Repeat each entry as written and leave the images out of the copy.

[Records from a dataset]
....
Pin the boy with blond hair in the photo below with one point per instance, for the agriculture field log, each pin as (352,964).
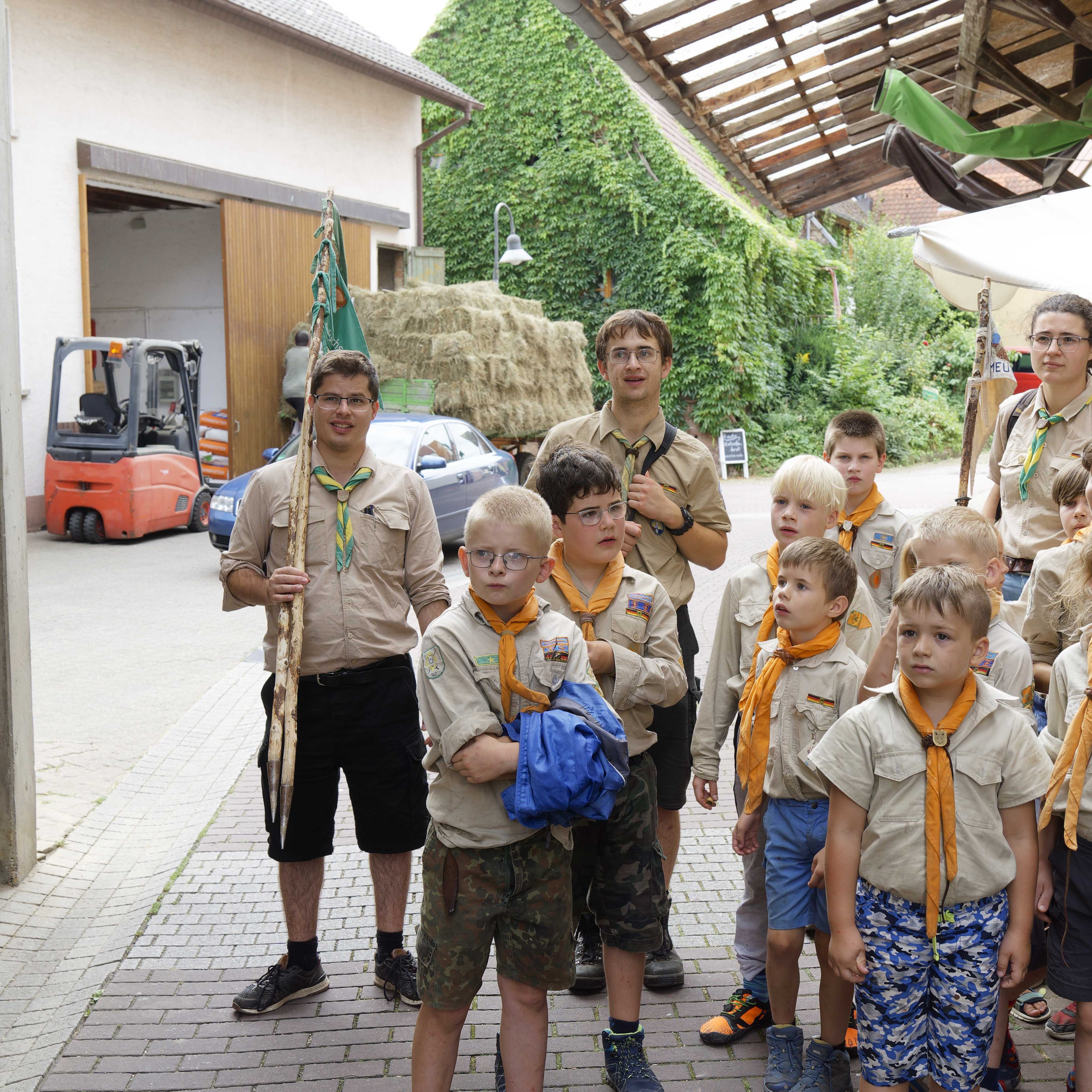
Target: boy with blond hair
(932,853)
(808,495)
(500,652)
(965,538)
(628,622)
(784,716)
(871,528)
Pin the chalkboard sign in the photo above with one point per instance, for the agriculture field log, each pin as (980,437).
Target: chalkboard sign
(733,450)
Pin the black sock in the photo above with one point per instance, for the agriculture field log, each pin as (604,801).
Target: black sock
(386,943)
(304,954)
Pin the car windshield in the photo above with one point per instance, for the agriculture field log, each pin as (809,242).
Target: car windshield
(390,440)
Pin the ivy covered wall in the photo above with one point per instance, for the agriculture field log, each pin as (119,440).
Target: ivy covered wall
(596,186)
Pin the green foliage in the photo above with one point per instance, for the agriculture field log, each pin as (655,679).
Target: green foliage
(596,186)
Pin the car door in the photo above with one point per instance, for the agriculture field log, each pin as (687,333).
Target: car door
(476,460)
(446,484)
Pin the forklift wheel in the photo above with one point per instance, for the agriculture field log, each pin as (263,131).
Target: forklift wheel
(76,525)
(93,530)
(199,515)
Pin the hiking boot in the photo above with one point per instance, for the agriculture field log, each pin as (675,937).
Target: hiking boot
(398,976)
(279,986)
(1008,1073)
(591,978)
(785,1064)
(663,969)
(628,1070)
(826,1070)
(743,1014)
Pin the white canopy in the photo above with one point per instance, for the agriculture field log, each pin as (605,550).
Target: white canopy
(1030,250)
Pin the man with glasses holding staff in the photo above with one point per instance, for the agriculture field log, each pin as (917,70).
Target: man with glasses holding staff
(373,553)
(676,517)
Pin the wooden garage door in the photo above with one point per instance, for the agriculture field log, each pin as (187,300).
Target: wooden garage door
(268,255)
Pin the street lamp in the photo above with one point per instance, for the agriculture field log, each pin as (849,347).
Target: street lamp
(515,255)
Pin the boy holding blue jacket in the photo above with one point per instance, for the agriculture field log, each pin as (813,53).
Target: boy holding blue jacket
(628,621)
(500,652)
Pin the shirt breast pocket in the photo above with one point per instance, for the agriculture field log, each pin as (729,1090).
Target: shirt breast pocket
(978,782)
(903,796)
(317,553)
(379,539)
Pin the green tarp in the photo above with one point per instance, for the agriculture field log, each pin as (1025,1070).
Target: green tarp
(900,98)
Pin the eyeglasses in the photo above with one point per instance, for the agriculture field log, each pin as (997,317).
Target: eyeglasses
(484,559)
(1067,343)
(644,355)
(355,405)
(590,517)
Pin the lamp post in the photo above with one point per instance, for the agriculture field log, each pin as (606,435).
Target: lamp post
(515,255)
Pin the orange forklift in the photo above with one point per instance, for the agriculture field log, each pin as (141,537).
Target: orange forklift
(127,462)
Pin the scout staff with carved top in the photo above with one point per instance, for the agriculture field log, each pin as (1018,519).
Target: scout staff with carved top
(806,496)
(932,853)
(870,527)
(373,553)
(1038,437)
(676,518)
(628,622)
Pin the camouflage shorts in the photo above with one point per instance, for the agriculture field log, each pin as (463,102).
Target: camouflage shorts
(517,895)
(619,869)
(922,1016)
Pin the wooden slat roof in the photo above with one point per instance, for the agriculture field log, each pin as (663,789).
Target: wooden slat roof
(781,92)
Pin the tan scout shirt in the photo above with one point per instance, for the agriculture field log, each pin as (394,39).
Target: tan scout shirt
(1034,525)
(876,552)
(1069,682)
(745,600)
(1047,573)
(874,755)
(810,697)
(459,684)
(642,628)
(689,476)
(358,616)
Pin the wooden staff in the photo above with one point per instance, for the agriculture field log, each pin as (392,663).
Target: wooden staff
(281,764)
(974,395)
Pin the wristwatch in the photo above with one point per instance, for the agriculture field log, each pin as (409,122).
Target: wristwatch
(687,524)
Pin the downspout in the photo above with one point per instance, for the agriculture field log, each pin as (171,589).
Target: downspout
(419,160)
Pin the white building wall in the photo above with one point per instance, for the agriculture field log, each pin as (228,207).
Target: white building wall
(162,79)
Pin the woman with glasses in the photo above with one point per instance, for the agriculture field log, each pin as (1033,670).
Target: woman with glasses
(1036,441)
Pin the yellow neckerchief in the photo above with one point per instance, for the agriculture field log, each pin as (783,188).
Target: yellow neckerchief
(602,598)
(755,710)
(848,526)
(766,626)
(940,792)
(1075,753)
(509,683)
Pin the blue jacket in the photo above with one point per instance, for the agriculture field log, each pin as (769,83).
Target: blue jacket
(574,761)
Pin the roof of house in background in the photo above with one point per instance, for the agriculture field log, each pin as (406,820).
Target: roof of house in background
(316,28)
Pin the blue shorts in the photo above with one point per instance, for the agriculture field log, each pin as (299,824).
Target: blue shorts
....
ANSWER BELOW
Pin the boy with blond hair in the photo below with one point per instance, for the agriculture field log, each pin as (352,964).
Target: boy with blond hair
(932,853)
(808,495)
(500,652)
(965,538)
(628,622)
(784,716)
(871,528)
Pin the chalkboard sign in the photo above with one point per instance, for the agriculture field log, each pin as (980,437).
Target: chalkboard sign
(733,450)
Pin the black sock in the photo above with one point per instance, for the agriculture field log, each pin as (604,801).
Target: black sock
(386,943)
(304,954)
Pin the car windshield in the photo above with one point per instance, for the agriculture field log, each pin as (809,242).
Target: car windshield
(390,440)
Pin the ivy covered wall in the photo above with one point per instance, for the agriculture field log, each pin as (119,440).
Target: ivy covered wall
(596,186)
Pin the green foliage in the photo above with one point per instance, for the agriculture field log, each pin as (655,679).
Target: green foliage
(596,186)
Pin the car door in the photo above with one point per instance, for the agriculture field log, each pin as (687,333).
Target: car door
(476,460)
(446,484)
Pin the forklift wheel in the photo above with one point per instance, for the agriculture field log, each pin as (263,131).
Target: forklift wheel
(76,525)
(93,530)
(199,515)
Pin the hiking boot in the photo above with one point per instance, for the agriculture field log, each pin as (675,937).
Target: hiking boot
(398,976)
(279,986)
(1008,1073)
(591,978)
(785,1064)
(663,969)
(628,1070)
(826,1070)
(743,1014)
Pin the white canopy in the photo above with one point per instance, for the agriculture field log, each pin as (605,550).
Target: white canopy
(1030,250)
Pin the man with glasses holding staff in the photo above with one point per instance, for the agriculture field log, each pin as (917,70).
Target: man with glasses holding staff
(373,553)
(676,517)
Pin the wooden garage door in the photo above with one point per instance, for the agriculture field log, each pin as (187,300).
Target: wooden garage door
(268,255)
Pin the street lamp in the photo above with one point per instance, for the agriculture field log, each pin as (849,347).
Target: street lamp
(515,255)
Pin the boy holding blue jacket in the photo above with one point per instance, for the agriculture field log, each pin as (813,53).
Target: boy holding blue jacket
(628,621)
(500,652)
Pin the shirt breast pocket in the photo above with one point per instance, for the agriculture field log, each pin as (729,1090).
Target: shirt breast pocket
(978,782)
(903,796)
(317,553)
(379,539)
Pin the green tarp in the photo above with one point per instance, for the agriculture field log, each pin as (1025,1070).
Target: green tarp
(900,98)
Pin the eyeglasses in the photo above with one point per instance, for the agriculture field log, each pin as (997,317).
Target: eyeglasses
(484,559)
(1067,343)
(644,355)
(355,405)
(590,517)
Pin the lamp post in the photo above with one point per instance, for the agriculture field log, each pin as (606,435).
Target: lamp post
(515,255)
Pin the orange forklift in the photo above with one point per instance, for the agriculture field log, each pin as (141,537).
Target: orange forklift
(127,462)
Pin the scout staff with carved top in the photo above with one point per instance, for the agriculture field log, each pin as (1018,519).
Target: scout staff with carved top
(806,496)
(932,853)
(870,527)
(373,553)
(1038,437)
(676,518)
(628,622)
Pin the camouflage shorts in the photo above with one point per instance, for the agriculture field log, each pin as (463,102).
Target: camouflage shorts
(517,895)
(619,869)
(922,1016)
Pin the wooden slat roof in the photo above with one point per instance, for the agriculture field log, each pin as (663,789).
Target: wooden slat roof
(781,92)
Pin the tan scout shirt in the photo above with one point per instance, for the agriculture field log, each pin as (394,39).
Target: tan scout shirt
(1034,525)
(876,552)
(1069,682)
(745,600)
(1047,573)
(874,755)
(810,697)
(459,684)
(642,628)
(689,476)
(358,616)
Pin the wooden staff in the photo above with one point per instance, for the agriculture field log, each pin as (392,663).
Target: wooden staff
(281,764)
(974,395)
Pin the wristwatch in the photo above with one point per instance, for the agriculture field log, each pin as (409,122).
Target: wristwatch
(687,524)
Pin the downspout in the photo above with one point per instance, for the agriculture field log, each pin as (171,589).
Target: downspout
(419,160)
Pin the white building wall in the photo above with one point per instance, for the agriculture field log, each pin as (228,207).
Target: white building wall
(162,79)
Pin the woman with glasses in the photo above with one point per instance, for the agriculture field log, each pin as (1033,670).
Target: woman with glasses
(1036,441)
Pin the yellow neckerchief in the photo above with one point per instance, for the agriculture field log, each pin as (783,188).
Target: yellow neckerchief
(602,598)
(755,710)
(848,526)
(766,626)
(940,792)
(1075,753)
(509,683)
Pin the blue jacket in the photo above with one point per instance, for the agriculture field log, each pin as (769,83).
Target: blue jacket
(574,761)
Pin the roof of house in background in the photo above with one point per instance, for the agriculture field log, each pin as (406,820).
Target: roof of house in background
(316,28)
Pin the blue shorts in the photo above with one point per instance, for the agriculture field log, each pin as (299,824).
Target: blue shorts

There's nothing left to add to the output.